Region pointing data
*** Begin section ***

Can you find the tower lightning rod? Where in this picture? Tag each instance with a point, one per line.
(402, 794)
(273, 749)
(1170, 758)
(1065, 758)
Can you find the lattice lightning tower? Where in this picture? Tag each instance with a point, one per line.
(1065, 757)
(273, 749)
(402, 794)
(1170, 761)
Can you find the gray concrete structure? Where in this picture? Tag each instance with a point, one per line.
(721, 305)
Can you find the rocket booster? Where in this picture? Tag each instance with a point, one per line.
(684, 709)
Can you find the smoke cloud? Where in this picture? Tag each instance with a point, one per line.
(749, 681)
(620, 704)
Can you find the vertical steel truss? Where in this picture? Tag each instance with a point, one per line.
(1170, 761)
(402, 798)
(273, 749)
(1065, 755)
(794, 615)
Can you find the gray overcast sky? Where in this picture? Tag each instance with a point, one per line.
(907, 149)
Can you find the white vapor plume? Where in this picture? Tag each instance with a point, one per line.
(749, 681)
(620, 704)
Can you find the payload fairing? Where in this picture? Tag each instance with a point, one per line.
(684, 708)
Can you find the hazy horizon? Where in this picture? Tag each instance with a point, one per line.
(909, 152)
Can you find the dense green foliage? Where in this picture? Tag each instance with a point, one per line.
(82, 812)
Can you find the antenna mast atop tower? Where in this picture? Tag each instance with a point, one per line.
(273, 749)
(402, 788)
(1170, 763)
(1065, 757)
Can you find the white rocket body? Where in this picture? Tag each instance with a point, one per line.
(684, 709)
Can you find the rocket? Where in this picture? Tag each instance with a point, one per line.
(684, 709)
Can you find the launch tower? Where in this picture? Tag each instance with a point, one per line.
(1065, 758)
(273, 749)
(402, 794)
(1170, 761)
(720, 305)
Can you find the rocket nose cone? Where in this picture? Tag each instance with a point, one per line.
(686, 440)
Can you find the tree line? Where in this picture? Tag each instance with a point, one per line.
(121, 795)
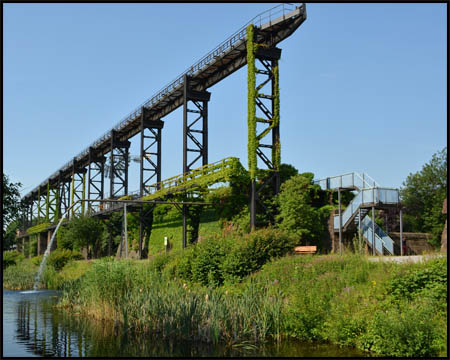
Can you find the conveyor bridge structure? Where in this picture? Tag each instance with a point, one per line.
(107, 158)
(369, 196)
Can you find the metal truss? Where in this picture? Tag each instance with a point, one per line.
(266, 98)
(52, 201)
(96, 179)
(150, 169)
(150, 154)
(119, 166)
(64, 194)
(195, 127)
(195, 135)
(78, 188)
(41, 211)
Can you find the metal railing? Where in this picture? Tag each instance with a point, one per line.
(382, 240)
(183, 181)
(227, 45)
(367, 197)
(349, 180)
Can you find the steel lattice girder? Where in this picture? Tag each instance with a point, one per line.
(195, 131)
(119, 166)
(264, 113)
(195, 134)
(96, 177)
(64, 194)
(78, 188)
(52, 211)
(150, 153)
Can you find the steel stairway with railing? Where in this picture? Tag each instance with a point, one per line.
(369, 195)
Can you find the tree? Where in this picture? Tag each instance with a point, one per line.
(84, 232)
(302, 208)
(11, 207)
(422, 196)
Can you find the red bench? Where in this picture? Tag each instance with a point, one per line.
(305, 249)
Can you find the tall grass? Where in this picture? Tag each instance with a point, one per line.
(20, 276)
(140, 298)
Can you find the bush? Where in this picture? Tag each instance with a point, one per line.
(61, 257)
(20, 276)
(36, 260)
(11, 258)
(209, 255)
(410, 332)
(252, 251)
(303, 209)
(430, 280)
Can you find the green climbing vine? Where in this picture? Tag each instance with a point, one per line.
(251, 117)
(47, 203)
(276, 152)
(36, 229)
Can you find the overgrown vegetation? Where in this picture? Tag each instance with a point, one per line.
(423, 195)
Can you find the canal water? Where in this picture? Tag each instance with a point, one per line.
(32, 326)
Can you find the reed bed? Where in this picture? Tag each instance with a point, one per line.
(142, 299)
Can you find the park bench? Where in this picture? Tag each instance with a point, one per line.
(305, 249)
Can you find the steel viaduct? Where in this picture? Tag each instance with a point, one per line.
(83, 177)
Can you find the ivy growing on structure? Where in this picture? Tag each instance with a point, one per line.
(36, 229)
(47, 203)
(276, 151)
(251, 117)
(39, 203)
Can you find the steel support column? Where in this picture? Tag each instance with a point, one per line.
(64, 194)
(263, 119)
(52, 200)
(150, 153)
(373, 231)
(78, 187)
(401, 233)
(118, 166)
(195, 134)
(41, 205)
(96, 177)
(150, 167)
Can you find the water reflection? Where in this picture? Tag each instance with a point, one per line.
(32, 326)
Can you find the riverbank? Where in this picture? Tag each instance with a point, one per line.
(387, 308)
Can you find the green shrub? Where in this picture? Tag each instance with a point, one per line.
(430, 279)
(61, 257)
(36, 260)
(410, 331)
(20, 276)
(252, 251)
(206, 266)
(11, 257)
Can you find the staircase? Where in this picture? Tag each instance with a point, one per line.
(369, 195)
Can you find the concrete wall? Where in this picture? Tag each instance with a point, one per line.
(416, 243)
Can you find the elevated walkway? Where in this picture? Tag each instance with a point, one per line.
(370, 195)
(200, 178)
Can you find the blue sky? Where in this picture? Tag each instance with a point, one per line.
(363, 86)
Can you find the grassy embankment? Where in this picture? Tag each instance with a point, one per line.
(237, 290)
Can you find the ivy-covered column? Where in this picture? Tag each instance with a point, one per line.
(263, 109)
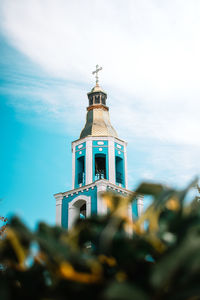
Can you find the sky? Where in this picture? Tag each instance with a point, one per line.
(149, 51)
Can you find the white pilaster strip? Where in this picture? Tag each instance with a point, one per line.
(59, 209)
(111, 160)
(101, 206)
(125, 167)
(140, 204)
(88, 168)
(73, 165)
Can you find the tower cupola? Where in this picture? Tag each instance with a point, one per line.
(97, 119)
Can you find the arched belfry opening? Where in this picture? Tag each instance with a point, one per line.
(100, 166)
(82, 213)
(79, 208)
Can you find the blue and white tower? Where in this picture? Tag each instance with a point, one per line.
(99, 164)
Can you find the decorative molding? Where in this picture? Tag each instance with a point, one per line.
(74, 208)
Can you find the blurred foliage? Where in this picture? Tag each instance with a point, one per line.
(109, 257)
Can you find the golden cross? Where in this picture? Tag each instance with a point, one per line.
(96, 71)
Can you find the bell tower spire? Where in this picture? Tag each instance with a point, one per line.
(96, 72)
(97, 119)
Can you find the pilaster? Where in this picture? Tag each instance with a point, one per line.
(59, 198)
(101, 206)
(111, 160)
(73, 166)
(88, 167)
(125, 167)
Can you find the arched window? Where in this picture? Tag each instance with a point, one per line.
(119, 170)
(100, 166)
(80, 207)
(81, 170)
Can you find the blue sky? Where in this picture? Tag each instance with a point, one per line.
(149, 51)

*** End section ***

◆ **Activity**:
The expected output is every entry above, character for character, with no pictures.

◆ **Exercise solution**:
Can you find the tower lightning rod? Where in this picture? Tag each instance with a point, one per line.
(402, 794)
(273, 749)
(1170, 758)
(1065, 758)
Can you find the lattice lightning tower? Where in this picture? Tag each instance with a point, one per line.
(1065, 757)
(273, 749)
(402, 794)
(1170, 761)
Can you find the gray concrete structure? Where in this picture? Tag each instance with a point, one per line.
(721, 305)
Can you find the rocket booster? Where in this picture? Tag each instance with a point, one per line.
(684, 709)
Can you find the smoke cloud? Where in this picture? Tag each instance with a point, one per line.
(749, 681)
(620, 704)
Can you find the vertical steel truss? Where in this picture? Tag each instance with a point, one per line.
(1170, 761)
(402, 798)
(273, 749)
(1065, 755)
(794, 615)
Can you find the gray overcast sky? Where in this picture? Tag each instance with a point, one per line.
(907, 149)
Can you find the white vapor plume? Where in this picture? Tag each instance with a point, one per line.
(749, 681)
(620, 704)
Can you find the payload fairing? Where in this picture? Tag each instance with a point, one per line.
(684, 708)
Can you find the hazy horizon? Where in this picture? Tag each instance with a point, one per line.
(909, 152)
Can you find the dense green foliage? Where in this picture? Tag each instance with a point, one per line.
(82, 812)
Can you find the antenna mast atop tower? Where in this picture? Tag each instance with a point, one per line.
(273, 749)
(402, 788)
(1170, 763)
(1065, 757)
Can you find the white rocket body? Where in this picture? Tag each instance with a point, one per line.
(684, 709)
Can you find the rocket? Where in this picture? Tag each instance with a point, one per line.
(684, 709)
Can you find the launch tower? Where in this picture? Tag each instance with a point, one per line.
(1065, 758)
(273, 749)
(402, 794)
(1170, 761)
(720, 305)
Can you find the rocket nose cone? Where in this picture? Tag each instance with a point, one per line.
(686, 440)
Can you find the tree line? Where in this picture? Tag each instance with a point, one per line.
(121, 795)
Can you find the conveyor bridge structure? Where in this picture? Tag each instance with a point, one per line.
(107, 158)
(369, 196)
Can you find the metal truss? Where in this picture? Tag each instance with a point, one per line.
(266, 98)
(52, 201)
(96, 179)
(150, 169)
(150, 154)
(119, 166)
(64, 194)
(195, 127)
(195, 135)
(78, 188)
(41, 211)
Can you find the metal railing? Where in this picture? Tag each instance with a point, one per line.
(382, 240)
(183, 181)
(227, 45)
(367, 197)
(349, 180)
Can you find the steel lattice girder? Where in this picture? Tag each instance with a point, one per line.
(195, 131)
(119, 166)
(264, 113)
(195, 134)
(96, 177)
(64, 194)
(78, 188)
(52, 211)
(150, 153)
Can you find the steel stairway with railing? Where in this picture? Tag each instance with a point, one per line.
(369, 195)
Can you find the tree? Where in this picture? Tag each instance with a point, one per line.
(84, 232)
(302, 208)
(11, 207)
(422, 196)
Can you find the red bench? Where in this picture? Tag each instance with a point, one per line.
(305, 249)
Can you find the tall grass? Where in this picture? Tag each instance with a point, one per line.
(20, 276)
(140, 298)
Can you find the bush? Where in this picture? Tag each instance with a point, one per line.
(61, 257)
(20, 276)
(36, 260)
(11, 258)
(209, 255)
(410, 332)
(252, 251)
(303, 209)
(430, 280)
Can you find the green climbing vine? Where in this picture? Tag each instance with a point, one per line.
(251, 117)
(47, 203)
(276, 152)
(36, 229)
Can you find the overgrown vegetation? Where in this picture? Tag each instance with a point, one per line.
(423, 195)
Can you find the canal water? Where in this picture? Tag each instance with a point, one per line.
(32, 326)
Can you find the reed bed? Where in this picture? Tag each instance with a point, one per line.
(142, 299)
Can you find the park bench? Where in this picture? Tag each instance with a point, one per line.
(305, 249)
Can you find the steel viaduct? Where in this picture? Tag each instance with a point, one per line.
(83, 177)
Can you find the ivy growing on structure? Where in this picture? Tag each instance with a point, one per line.
(36, 229)
(47, 203)
(276, 151)
(251, 117)
(39, 203)
Can you find the steel support column? Where in this picture? Tag each instance with a point, one per line.
(64, 194)
(263, 119)
(52, 200)
(150, 153)
(373, 231)
(78, 187)
(401, 233)
(118, 166)
(195, 134)
(41, 205)
(96, 177)
(150, 167)
Can you find the water reflection? Where in this picture? Tag each instance with a point, one per line.
(32, 326)
Can you find the riverbank? Where in this picture? Tag each instance with a point, one per line.
(387, 308)
Can you find the green shrub? Where in this picture? Tag each instance with a point, one per line.
(430, 279)
(61, 257)
(36, 260)
(410, 331)
(20, 276)
(252, 251)
(206, 266)
(11, 257)
Can you find the staircase? Where in this picture? Tag each instance with a point, one per line.
(369, 195)
Can you find the concrete wall? Where in this picture? Tag each instance with a point, one per line.
(416, 243)
Can you find the elevated walkway? Where in this picture? Tag each instance with a point, one per line.
(370, 195)
(200, 178)
Can you find the blue sky? Where in this picture? Tag each instance with a point, one per line.
(363, 86)
Can you find the grassy embankment? Where in this picture? Tag each instance with a point, one per line.
(237, 290)
Can you find the ivy-covered column? Where in this picture? Tag each instance with a point, one per line.
(263, 109)
Can you find the sky? Where in this picture? Tag each instance with a point, one per line.
(149, 51)
Can you find the white pilaster strip? Where in this picture? Tag each instance with a point, one per line.
(59, 209)
(111, 160)
(101, 206)
(125, 167)
(140, 204)
(88, 168)
(73, 165)
Can you find the tower cupola? Where in this picture? Tag each instance with a point, one per line.
(97, 119)
Can you find the arched belfry opening? Where in this picture? Tag each instance with a point, one per line.
(100, 166)
(82, 213)
(79, 208)
Can you find the blue and white tower? Where in this picture? Tag each instance with a point, one per line.
(99, 164)
Can you find the decorative molding? Where in this picture? Tag each instance with a point, one per line.
(74, 208)
Can you find the blurred foliage? Where in this picture? Tag each instance with a point, one per line.
(109, 257)
Can you find the golden cross? Where in this picture? Tag each instance with a point, one per line.
(96, 71)
Can you find the bell tower spire? Where in this picture? Tag each instance with a point, one per line.
(96, 72)
(97, 119)
Can you find the pilaster? Where in this picture? Tag each instance with a point, one per line.
(59, 198)
(101, 206)
(111, 160)
(73, 166)
(88, 167)
(125, 167)
Can you find the arched window? Where in this picture? Tag each instance with a point, one per line.
(119, 170)
(100, 166)
(80, 207)
(81, 170)
Can you find the blue sky? Where in this picture? Tag each instance with a point, one per line.
(149, 51)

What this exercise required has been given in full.